• **SELECTED EXCERPT**
Create new key as json type for your service account. Download this json file and save it in secret_keys directory. Update your project and service_account_file in ansible/deploy_jenkins/create_compute_instance.yaml.

Go back to your terminal, please execute the following commands to create the Compute Engine instance:

cd ansible/deploy_jenkins
ansible-playbook create_compute_instance.yaml

Go to Settings, select Metadata and add your SSH key.

Update the IP address of the newly created instance and the SSH key for connecting to the Compute Engine in the inventory file.

4.2. Install Docker and Jenkins in GCE

cd ansible/deploy_jenkins
ansible-playbook -i ../inventory deploy_jenkins.yaml

Wait a few minutes, if you see the output like this it indicates that Jenkins has been successfully installed on a Compute Engine instance.

4.3. Connect to Jenkins UI in Compute Engine

Access the instance using the command:

ssh -i ~/.ssh/id_rsa YOUR_USERNAME@YOUR_EXTERNAL_IP

Check if jenkins container is already running ?

sudo docker ps

Open web brower and type [YOUR_EXTERNAL_IP]:8081 for access Jenkins UI. To Unlock Jenkins, please execute the following commands:

sudo docker exec -ti jenkins bash
cat /var/jenkins_home/secrets/initialAdminPassword

Copy the password and you can access Jenkins UI.

• **DATA SECTION**

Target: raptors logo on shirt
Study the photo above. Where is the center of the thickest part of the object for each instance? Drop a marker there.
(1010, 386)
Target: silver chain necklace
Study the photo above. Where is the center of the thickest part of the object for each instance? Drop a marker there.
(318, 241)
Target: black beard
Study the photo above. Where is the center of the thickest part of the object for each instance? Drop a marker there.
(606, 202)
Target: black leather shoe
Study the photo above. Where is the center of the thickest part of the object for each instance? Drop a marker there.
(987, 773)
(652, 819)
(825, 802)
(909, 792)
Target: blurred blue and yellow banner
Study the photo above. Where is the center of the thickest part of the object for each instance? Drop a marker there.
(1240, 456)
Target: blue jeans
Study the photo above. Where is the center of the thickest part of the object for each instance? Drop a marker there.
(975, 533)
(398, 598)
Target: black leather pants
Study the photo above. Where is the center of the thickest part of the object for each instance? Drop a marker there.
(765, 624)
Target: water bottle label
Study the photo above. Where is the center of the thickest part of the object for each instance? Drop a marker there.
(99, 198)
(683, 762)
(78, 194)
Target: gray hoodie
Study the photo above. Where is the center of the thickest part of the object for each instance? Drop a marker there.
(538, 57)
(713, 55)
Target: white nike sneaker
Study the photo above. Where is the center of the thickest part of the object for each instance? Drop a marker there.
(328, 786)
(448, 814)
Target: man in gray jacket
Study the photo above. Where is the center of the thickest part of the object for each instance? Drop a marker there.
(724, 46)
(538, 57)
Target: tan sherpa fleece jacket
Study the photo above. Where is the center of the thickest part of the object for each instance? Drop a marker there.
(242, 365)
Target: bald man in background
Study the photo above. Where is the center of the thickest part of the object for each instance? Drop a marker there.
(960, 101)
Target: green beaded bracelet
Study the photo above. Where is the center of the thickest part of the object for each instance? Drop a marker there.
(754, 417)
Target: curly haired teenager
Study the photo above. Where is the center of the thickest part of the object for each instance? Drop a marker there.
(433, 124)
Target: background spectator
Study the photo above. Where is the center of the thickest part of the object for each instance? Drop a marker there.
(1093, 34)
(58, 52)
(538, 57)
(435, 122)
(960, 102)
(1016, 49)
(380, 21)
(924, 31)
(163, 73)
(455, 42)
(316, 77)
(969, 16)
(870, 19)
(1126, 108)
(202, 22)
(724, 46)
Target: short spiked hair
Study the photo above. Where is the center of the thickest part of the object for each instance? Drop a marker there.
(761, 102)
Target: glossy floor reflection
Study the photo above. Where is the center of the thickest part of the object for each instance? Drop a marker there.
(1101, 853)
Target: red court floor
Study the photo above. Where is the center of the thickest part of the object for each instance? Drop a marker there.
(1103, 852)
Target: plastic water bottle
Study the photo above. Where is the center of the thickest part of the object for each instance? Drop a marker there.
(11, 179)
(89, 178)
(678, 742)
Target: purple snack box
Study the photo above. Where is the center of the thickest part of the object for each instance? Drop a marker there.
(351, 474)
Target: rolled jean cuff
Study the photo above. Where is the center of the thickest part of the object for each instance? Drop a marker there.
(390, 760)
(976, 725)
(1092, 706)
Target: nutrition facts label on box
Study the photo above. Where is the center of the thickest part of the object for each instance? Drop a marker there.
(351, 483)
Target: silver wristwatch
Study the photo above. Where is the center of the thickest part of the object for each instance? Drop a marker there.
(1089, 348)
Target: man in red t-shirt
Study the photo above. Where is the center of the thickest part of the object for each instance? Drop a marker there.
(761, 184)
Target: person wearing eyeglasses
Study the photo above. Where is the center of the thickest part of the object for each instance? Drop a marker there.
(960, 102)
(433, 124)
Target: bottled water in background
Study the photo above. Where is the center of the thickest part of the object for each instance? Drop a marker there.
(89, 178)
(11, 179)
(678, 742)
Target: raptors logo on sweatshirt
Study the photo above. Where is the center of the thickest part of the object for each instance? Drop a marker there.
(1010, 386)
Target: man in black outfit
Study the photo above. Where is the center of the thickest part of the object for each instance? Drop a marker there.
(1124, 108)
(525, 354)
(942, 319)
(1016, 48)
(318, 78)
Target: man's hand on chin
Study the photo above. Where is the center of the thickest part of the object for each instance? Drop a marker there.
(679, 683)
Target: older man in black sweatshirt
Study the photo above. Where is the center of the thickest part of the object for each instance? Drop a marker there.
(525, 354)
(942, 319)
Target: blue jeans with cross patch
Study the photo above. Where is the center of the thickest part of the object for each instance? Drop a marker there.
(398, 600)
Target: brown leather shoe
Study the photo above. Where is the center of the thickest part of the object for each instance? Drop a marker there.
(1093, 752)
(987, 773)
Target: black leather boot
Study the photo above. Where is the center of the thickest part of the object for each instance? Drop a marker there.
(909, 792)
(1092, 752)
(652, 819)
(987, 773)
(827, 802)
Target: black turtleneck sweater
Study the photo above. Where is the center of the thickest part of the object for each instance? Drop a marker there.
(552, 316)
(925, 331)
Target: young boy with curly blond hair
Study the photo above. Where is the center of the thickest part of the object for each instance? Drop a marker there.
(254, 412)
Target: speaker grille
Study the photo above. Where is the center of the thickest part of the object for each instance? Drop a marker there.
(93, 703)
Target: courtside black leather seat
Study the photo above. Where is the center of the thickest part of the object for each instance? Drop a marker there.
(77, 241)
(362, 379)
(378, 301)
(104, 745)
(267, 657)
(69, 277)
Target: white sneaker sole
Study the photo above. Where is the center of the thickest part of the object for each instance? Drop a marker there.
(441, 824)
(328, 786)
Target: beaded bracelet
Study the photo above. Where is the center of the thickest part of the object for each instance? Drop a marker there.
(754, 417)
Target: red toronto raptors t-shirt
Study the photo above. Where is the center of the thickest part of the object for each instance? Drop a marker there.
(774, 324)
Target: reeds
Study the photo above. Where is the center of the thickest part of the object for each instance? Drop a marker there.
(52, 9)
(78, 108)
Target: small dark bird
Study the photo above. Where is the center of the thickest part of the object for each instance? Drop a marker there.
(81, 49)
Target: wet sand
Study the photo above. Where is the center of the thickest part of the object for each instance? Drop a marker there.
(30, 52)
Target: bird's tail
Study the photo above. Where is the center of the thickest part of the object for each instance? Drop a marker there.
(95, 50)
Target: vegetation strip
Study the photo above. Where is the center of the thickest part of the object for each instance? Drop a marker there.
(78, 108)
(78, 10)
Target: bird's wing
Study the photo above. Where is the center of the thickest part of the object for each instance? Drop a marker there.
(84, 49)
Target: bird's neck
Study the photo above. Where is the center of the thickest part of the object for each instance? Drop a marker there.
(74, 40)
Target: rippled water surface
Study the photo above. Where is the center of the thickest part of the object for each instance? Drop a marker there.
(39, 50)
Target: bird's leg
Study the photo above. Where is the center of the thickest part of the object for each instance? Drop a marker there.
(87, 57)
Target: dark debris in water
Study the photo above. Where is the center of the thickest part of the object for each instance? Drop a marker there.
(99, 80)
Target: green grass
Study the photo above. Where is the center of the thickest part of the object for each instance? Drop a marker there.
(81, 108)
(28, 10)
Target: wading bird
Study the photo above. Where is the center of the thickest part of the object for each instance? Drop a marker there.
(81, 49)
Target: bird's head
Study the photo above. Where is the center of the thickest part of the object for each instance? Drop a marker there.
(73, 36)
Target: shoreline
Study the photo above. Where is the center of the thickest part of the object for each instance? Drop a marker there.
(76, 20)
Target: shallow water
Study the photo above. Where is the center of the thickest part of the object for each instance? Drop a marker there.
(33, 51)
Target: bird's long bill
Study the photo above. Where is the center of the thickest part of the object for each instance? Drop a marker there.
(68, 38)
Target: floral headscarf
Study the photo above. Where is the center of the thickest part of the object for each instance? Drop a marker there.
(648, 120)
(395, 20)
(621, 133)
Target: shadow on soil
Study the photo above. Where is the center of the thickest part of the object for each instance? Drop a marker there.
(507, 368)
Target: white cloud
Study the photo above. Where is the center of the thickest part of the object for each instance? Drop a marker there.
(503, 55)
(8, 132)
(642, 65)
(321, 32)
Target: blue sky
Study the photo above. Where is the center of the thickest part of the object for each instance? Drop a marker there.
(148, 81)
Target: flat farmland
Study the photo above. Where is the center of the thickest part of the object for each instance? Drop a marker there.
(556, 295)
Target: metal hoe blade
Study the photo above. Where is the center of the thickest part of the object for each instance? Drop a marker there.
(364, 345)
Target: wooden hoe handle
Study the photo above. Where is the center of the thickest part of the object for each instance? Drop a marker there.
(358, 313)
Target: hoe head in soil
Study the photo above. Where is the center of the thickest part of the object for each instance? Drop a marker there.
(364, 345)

• **TASKS FOR THIS EXERCISE**
**A)** In the Jenkins setup guide, which port is used with the external IP to reach the Jenkins UI in a web browser?
**B)** Duplicate the Jenkins setup guide from "ssh -i ~/.ssh/id_rsa" to "can access Jenkins UI.".

• **SOLUTIONS TO THE EXERCISE**
**A)** Port 8081.

**B)**
ssh -i ~/.ssh/id_rsa YOUR_USERNAME@YOUR_EXTERNAL_IP

Check if jenkins container is already running ?

sudo docker ps

Open web brower and type [YOUR_EXTERNAL_IP]:8081 for access Jenkins UI. To Unlock Jenkins, please execute the following commands:

sudo docker exec -ti jenkins bash
cat /var/jenkins_home/secrets/initialAdminPassword

Copy the password and you can access Jenkins UI.